> _Task description_
Tally the lines in the records below that contain the word "dark", and give only that number.

> _Raw records_

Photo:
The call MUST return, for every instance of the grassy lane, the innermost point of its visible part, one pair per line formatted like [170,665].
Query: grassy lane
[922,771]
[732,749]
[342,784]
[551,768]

---

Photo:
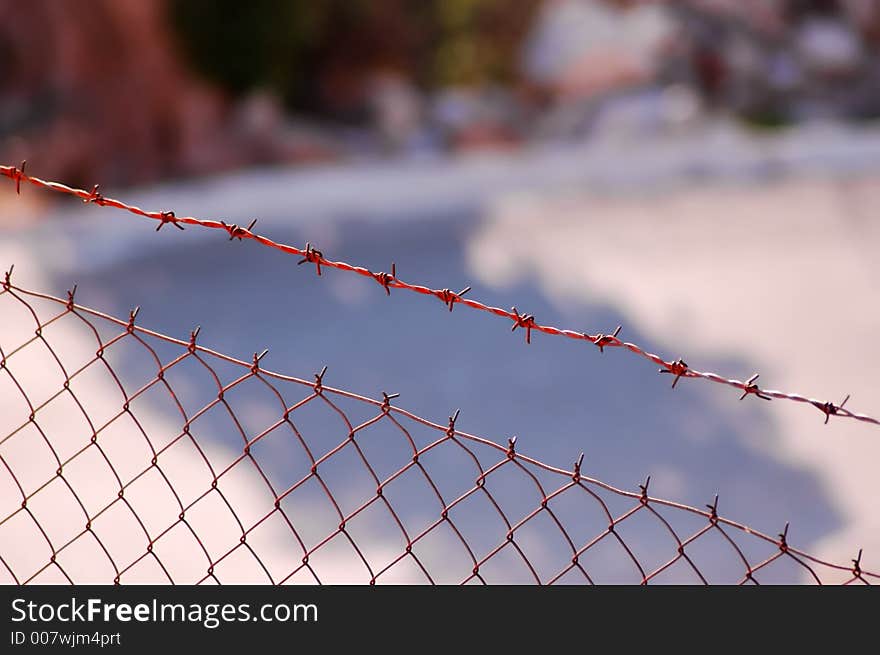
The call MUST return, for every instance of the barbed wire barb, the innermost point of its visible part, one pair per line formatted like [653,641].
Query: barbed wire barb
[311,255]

---

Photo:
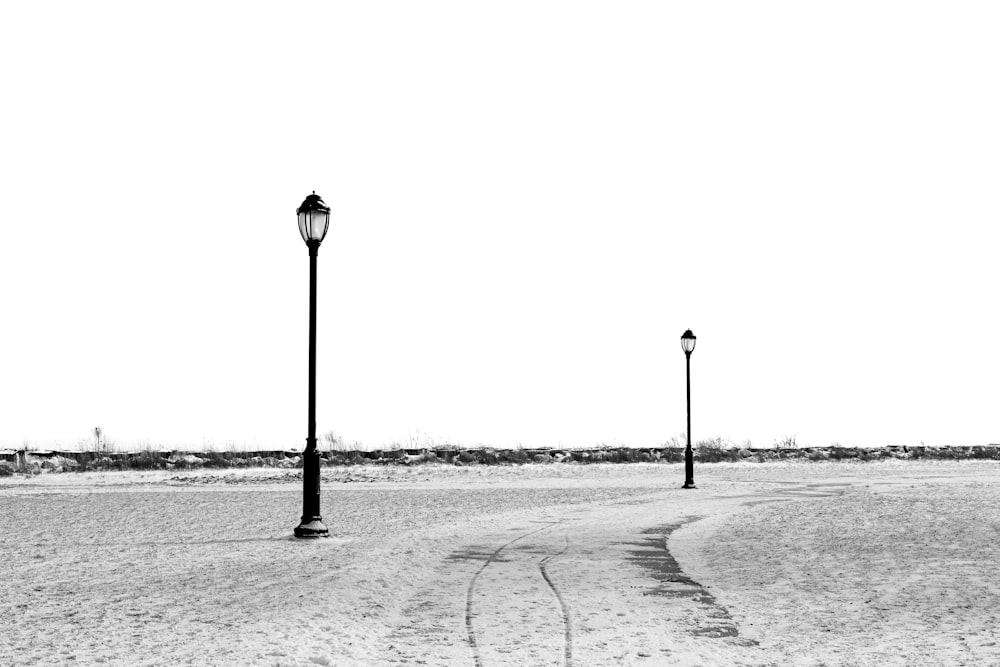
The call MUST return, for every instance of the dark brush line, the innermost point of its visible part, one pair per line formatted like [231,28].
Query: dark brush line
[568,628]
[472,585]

> _Answer to this exercise_
2